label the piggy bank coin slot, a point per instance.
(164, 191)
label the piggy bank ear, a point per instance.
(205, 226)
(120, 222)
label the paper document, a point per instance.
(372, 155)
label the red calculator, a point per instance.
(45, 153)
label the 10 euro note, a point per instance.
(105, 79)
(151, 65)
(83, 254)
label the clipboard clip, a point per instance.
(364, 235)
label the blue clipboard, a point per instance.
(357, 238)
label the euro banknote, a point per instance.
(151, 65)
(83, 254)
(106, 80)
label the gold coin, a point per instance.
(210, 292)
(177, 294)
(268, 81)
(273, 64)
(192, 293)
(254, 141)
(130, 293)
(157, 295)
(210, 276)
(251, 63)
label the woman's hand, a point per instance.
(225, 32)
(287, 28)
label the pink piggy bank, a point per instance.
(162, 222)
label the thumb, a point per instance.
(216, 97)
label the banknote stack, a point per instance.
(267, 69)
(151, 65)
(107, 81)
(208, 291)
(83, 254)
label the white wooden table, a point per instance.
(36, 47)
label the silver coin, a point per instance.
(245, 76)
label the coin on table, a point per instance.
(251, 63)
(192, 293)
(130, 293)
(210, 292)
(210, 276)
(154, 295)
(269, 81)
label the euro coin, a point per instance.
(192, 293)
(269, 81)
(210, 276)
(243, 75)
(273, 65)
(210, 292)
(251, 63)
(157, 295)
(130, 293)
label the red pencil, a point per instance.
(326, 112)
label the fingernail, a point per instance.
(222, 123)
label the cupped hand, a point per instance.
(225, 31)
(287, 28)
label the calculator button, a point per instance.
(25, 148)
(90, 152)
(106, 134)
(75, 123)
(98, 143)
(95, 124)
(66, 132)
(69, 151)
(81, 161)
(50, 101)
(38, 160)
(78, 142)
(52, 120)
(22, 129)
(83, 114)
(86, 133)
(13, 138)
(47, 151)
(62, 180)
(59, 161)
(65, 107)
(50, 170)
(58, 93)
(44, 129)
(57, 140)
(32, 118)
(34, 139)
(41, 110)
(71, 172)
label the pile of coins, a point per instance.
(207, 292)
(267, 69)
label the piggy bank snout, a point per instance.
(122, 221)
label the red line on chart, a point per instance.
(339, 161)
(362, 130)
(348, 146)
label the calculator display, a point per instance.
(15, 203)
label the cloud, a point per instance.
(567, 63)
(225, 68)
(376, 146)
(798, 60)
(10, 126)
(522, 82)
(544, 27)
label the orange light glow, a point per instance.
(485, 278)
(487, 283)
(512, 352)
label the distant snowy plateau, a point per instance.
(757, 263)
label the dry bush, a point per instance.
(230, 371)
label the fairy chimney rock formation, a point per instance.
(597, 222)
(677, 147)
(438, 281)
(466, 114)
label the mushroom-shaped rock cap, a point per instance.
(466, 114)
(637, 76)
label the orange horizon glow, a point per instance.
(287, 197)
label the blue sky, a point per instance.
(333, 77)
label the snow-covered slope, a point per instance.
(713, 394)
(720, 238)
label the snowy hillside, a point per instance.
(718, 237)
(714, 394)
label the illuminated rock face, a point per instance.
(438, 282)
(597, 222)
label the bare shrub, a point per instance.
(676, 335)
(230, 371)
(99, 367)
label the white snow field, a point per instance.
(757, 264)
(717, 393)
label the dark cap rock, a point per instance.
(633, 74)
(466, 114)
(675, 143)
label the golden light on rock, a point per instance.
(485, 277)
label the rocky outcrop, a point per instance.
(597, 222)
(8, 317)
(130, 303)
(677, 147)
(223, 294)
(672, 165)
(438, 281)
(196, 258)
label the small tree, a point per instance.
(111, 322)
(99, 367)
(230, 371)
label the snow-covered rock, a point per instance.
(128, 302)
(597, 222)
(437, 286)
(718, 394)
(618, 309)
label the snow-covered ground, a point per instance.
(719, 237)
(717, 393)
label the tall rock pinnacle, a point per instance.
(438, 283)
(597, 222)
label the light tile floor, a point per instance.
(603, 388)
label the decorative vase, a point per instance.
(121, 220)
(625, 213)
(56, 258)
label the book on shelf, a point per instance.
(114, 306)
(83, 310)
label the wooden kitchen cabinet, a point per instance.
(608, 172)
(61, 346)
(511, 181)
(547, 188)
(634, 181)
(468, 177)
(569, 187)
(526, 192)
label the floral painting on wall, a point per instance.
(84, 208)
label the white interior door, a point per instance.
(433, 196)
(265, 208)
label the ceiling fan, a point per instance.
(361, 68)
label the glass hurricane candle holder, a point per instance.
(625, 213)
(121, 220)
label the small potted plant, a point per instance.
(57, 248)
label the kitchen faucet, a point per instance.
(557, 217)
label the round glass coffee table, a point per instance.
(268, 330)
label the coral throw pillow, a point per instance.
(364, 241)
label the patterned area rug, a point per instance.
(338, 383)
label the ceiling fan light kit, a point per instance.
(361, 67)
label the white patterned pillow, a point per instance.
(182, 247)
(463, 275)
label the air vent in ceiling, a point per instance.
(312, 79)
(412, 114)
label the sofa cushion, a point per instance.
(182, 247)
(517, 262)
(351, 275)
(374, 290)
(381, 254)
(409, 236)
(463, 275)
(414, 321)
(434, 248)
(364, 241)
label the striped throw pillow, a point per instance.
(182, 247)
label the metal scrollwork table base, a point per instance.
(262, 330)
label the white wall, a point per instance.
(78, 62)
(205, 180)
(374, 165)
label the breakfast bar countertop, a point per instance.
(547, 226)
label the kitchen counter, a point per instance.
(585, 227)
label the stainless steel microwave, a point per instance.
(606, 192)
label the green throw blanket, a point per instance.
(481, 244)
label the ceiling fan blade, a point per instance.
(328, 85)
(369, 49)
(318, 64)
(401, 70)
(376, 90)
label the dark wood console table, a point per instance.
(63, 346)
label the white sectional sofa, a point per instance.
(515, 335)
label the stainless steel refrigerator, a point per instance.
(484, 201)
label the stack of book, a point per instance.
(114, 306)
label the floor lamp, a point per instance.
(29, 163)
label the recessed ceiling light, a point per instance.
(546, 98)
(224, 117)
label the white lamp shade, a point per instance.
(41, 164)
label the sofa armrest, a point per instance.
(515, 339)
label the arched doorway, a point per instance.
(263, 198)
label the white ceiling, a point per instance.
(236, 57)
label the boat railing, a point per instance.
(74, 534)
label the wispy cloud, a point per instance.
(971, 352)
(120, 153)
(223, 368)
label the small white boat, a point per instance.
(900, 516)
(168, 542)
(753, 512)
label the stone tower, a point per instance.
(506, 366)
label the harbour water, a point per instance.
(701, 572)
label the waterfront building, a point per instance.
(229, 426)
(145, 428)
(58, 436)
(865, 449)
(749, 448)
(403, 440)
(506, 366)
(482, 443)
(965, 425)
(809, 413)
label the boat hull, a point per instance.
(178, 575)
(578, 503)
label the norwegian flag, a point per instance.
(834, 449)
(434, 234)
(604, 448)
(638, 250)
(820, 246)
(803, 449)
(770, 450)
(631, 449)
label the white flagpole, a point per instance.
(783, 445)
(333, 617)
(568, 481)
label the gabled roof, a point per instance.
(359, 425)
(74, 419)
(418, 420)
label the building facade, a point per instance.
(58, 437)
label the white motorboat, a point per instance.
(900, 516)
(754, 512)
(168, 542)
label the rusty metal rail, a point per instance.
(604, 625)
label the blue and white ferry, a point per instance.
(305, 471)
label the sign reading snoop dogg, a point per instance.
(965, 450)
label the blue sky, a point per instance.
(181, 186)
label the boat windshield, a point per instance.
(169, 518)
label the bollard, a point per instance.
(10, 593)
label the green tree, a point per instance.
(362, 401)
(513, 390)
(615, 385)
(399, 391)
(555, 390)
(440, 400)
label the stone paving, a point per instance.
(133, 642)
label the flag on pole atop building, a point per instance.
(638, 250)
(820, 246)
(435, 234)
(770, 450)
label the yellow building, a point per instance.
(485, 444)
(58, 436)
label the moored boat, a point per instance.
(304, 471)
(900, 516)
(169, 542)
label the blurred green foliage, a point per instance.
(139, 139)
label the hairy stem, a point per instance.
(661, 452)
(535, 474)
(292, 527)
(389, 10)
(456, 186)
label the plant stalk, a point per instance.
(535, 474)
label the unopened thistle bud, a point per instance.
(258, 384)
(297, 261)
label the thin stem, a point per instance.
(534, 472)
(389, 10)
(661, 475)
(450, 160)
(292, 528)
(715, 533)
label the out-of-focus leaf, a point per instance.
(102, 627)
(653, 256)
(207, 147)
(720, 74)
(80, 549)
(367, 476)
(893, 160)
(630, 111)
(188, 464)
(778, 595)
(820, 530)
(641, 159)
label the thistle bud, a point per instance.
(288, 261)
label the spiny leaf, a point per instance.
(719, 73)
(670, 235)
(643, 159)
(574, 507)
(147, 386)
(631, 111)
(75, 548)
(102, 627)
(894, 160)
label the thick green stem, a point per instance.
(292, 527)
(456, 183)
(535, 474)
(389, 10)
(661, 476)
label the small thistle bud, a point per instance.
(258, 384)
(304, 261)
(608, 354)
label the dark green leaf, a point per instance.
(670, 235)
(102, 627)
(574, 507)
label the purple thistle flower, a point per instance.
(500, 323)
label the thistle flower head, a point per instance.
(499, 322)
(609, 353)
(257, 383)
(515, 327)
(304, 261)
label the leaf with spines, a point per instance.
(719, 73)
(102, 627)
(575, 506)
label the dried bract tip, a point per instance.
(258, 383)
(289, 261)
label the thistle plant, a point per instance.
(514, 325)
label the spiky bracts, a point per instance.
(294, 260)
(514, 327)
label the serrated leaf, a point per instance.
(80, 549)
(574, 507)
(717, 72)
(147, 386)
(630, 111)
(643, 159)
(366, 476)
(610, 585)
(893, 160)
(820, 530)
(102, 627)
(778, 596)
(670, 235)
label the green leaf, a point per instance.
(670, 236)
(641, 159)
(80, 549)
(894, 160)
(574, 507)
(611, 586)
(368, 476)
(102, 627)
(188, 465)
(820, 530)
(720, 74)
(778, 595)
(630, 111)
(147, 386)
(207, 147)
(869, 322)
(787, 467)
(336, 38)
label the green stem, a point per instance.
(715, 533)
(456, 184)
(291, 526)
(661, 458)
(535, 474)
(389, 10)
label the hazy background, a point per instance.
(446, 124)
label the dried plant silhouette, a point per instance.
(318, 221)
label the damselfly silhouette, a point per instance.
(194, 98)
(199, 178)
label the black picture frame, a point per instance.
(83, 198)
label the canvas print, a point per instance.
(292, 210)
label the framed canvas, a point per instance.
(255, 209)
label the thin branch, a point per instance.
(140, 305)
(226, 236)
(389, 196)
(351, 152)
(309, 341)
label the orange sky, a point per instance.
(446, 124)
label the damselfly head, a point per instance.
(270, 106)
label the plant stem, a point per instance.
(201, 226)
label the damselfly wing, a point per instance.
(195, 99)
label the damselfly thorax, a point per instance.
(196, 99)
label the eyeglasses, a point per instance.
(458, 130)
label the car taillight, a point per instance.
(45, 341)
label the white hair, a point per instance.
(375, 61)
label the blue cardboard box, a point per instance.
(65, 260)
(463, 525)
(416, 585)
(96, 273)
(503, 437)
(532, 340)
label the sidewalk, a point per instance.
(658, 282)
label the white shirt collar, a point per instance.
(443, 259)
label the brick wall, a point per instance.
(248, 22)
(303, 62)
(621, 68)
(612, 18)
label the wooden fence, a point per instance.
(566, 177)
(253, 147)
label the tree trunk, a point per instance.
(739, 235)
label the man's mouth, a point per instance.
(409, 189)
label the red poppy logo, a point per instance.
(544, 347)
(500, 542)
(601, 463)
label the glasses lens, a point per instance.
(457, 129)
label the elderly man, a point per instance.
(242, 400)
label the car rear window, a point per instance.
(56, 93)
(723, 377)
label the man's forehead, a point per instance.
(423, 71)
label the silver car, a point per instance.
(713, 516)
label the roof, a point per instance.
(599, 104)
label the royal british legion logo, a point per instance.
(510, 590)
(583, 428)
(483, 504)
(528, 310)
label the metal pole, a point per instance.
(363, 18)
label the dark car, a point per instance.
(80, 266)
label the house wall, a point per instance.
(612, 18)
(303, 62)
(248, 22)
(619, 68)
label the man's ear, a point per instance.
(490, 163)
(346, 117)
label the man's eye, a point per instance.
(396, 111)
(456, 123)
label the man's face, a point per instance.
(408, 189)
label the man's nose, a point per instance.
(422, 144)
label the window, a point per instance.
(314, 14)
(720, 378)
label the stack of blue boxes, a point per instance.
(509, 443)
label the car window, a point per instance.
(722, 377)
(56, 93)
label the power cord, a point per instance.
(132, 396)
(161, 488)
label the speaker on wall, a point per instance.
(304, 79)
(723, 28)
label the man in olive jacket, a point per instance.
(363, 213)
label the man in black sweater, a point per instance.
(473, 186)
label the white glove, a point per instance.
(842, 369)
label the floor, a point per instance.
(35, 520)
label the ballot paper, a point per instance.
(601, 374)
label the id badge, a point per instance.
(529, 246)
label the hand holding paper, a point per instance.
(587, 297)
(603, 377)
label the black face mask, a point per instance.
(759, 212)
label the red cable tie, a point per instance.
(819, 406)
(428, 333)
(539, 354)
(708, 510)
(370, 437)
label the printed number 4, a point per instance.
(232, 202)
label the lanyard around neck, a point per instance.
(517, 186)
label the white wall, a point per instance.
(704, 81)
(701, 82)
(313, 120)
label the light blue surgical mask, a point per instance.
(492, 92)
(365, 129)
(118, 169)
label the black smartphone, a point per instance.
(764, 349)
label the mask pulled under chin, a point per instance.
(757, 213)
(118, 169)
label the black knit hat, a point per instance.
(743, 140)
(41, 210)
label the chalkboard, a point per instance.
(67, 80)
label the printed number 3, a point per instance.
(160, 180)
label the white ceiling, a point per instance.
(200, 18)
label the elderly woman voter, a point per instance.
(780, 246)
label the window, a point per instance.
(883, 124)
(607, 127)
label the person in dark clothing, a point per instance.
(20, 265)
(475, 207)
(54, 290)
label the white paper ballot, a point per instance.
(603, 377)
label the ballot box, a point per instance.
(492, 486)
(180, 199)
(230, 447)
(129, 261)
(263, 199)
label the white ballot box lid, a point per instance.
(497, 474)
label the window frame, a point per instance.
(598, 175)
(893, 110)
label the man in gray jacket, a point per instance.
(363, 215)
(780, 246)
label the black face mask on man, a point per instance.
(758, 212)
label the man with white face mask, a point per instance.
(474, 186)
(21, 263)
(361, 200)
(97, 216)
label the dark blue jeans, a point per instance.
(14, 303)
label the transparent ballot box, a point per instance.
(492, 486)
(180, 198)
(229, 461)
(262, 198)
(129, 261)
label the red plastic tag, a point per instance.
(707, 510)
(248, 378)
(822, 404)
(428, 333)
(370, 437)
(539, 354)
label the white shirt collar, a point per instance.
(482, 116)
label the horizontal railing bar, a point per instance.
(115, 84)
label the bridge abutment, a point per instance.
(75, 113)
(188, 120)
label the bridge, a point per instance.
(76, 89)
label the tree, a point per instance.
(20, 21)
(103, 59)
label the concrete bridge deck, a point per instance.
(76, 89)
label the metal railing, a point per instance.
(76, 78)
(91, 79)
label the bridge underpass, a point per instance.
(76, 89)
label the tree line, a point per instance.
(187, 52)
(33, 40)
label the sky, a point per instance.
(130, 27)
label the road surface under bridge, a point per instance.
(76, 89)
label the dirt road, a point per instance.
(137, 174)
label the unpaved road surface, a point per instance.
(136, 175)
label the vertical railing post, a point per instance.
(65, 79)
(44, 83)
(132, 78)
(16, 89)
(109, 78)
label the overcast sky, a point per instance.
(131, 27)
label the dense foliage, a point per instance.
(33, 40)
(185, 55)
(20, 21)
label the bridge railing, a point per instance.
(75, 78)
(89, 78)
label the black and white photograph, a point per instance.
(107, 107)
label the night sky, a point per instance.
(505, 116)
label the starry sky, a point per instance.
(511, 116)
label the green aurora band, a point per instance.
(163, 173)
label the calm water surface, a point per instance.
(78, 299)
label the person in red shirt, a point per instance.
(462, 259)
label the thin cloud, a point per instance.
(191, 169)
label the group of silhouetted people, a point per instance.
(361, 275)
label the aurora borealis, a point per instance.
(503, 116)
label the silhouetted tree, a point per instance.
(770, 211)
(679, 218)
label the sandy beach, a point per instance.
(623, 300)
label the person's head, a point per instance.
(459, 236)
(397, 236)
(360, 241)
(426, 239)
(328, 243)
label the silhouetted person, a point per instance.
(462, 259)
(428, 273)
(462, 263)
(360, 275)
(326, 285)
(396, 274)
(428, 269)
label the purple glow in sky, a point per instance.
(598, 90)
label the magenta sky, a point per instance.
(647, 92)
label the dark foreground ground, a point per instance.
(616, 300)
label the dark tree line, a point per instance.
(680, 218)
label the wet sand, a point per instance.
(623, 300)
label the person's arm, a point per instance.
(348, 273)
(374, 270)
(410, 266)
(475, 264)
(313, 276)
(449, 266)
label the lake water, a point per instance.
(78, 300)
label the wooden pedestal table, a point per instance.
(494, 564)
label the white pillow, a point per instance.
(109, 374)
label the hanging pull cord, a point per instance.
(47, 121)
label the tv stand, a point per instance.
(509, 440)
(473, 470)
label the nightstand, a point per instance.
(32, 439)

☆ ☆ ☆ ☆ ☆ ☆ ☆

(To do): Exactly as written, give the line containing "label the thin cloud, a point per instance." and all remaining lines of the records.

(Output of the exercise):
label the thin cloud, a point per instance.
(191, 169)
label the group of silhouetted people, a point per instance.
(361, 275)
label the aurora borealis, a point per instance.
(503, 116)
label the silhouetted tree, a point per instance.
(770, 211)
(679, 218)
label the sandy beach, a point per instance.
(623, 300)
label the person's head, a point per instance.
(459, 236)
(397, 236)
(360, 241)
(426, 239)
(328, 243)
label the silhouetted person, a point per instance.
(462, 259)
(428, 273)
(462, 263)
(360, 275)
(326, 285)
(396, 274)
(428, 269)
label the purple glow in sky, a point per instance.
(598, 90)
label the magenta sky, a point per instance.
(647, 92)
label the dark foreground ground, a point per instance.
(616, 300)
label the dark tree line, a point per instance.
(680, 218)
label the wet sand, a point per instance.
(623, 300)
label the person's arm, a point per instance.
(348, 273)
(374, 270)
(410, 266)
(475, 264)
(313, 276)
(449, 266)
label the lake water, a point per instance.
(78, 300)
label the wooden pedestal table, a point per instance.
(494, 564)
label the white pillow, a point per instance.
(109, 374)
label the hanging pull cord, a point per instance.
(47, 121)
label the tv stand, a point per instance.
(509, 440)
(473, 470)
label the nightstand, a point per instance.
(32, 439)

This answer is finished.